▶ **WHAT TO DO**: Rewrite all of the records below, replacing every "place a pin on" with "put a marker on" and leaving everything else unchanged. Leave the pictures out of the answer.

▶ **TASK INPUTS**:
***

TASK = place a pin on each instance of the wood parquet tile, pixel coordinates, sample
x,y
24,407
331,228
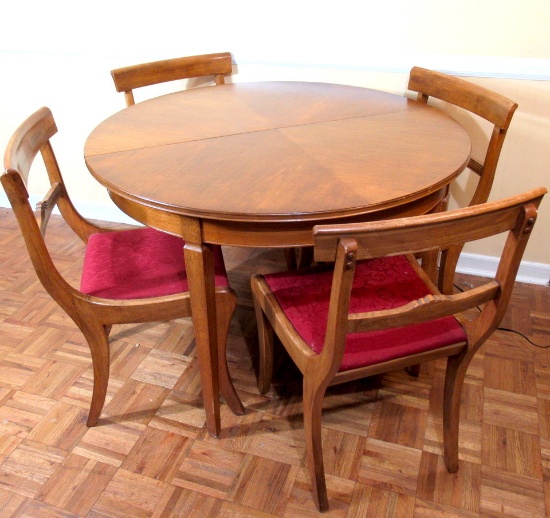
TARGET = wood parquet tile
x,y
151,456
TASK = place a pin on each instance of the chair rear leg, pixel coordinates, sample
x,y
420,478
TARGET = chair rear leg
x,y
97,337
447,269
313,408
227,303
265,346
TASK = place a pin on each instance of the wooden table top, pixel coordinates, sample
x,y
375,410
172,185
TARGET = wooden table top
x,y
276,151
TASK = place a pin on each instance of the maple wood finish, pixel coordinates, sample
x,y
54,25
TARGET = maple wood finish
x,y
347,244
93,315
259,164
146,74
491,106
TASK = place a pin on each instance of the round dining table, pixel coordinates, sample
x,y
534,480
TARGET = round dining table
x,y
259,165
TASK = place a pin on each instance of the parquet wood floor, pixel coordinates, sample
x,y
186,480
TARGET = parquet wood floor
x,y
151,456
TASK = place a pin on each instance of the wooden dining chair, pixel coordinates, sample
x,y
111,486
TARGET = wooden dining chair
x,y
374,309
481,102
131,275
127,79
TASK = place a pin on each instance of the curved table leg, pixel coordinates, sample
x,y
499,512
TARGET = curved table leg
x,y
199,261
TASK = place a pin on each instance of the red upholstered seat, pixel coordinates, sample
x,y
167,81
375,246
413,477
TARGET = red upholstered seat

***

▶ **FINAL RESULT**:
TASK = put a marker on each instance of the wood parquet tile, pixel coordinates, sample
x,y
24,407
331,228
TARGET = wood parquet tile
x,y
151,456
TASK = put a marker on each instance of the chair rear leg, pixel coordinates, sample
x,y
420,478
TARGET = chair rear leg
x,y
97,337
447,269
313,408
227,303
265,346
TASK = put a marker on each instance of the wooden table top, pixel coordinates, sample
x,y
375,410
172,185
TARGET = wooden table top
x,y
276,151
TASK = put a marker on each instance of the maple wood finish, pixel coordinates, sample
x,y
54,25
TARGET = maple wood finish
x,y
347,244
93,315
259,164
146,74
491,106
TASK = put a marker on each instance of the round dining table, pixel coordinates, sample
x,y
534,480
TARGET = round dining table
x,y
259,165
TASK = put a marker on each instance of the parquet wood floor, pixel coordinates, sample
x,y
186,480
TARGET = parquet wood floor
x,y
151,456
TASK = put a marker on each instance of the wooden dining chair, pixel coordinates, sample
x,y
111,486
TARGET = wooden dining chair
x,y
374,309
481,102
131,275
127,79
TASK = put a marker on each instance of the curved table leg, pixel coordinates, sample
x,y
499,512
TARGET = curved table leg
x,y
199,261
TASK = put a marker on each instance of the red upholstered seat, pixel coordinates, sample
x,y
167,81
375,246
413,477
TARGET = red upholstered seat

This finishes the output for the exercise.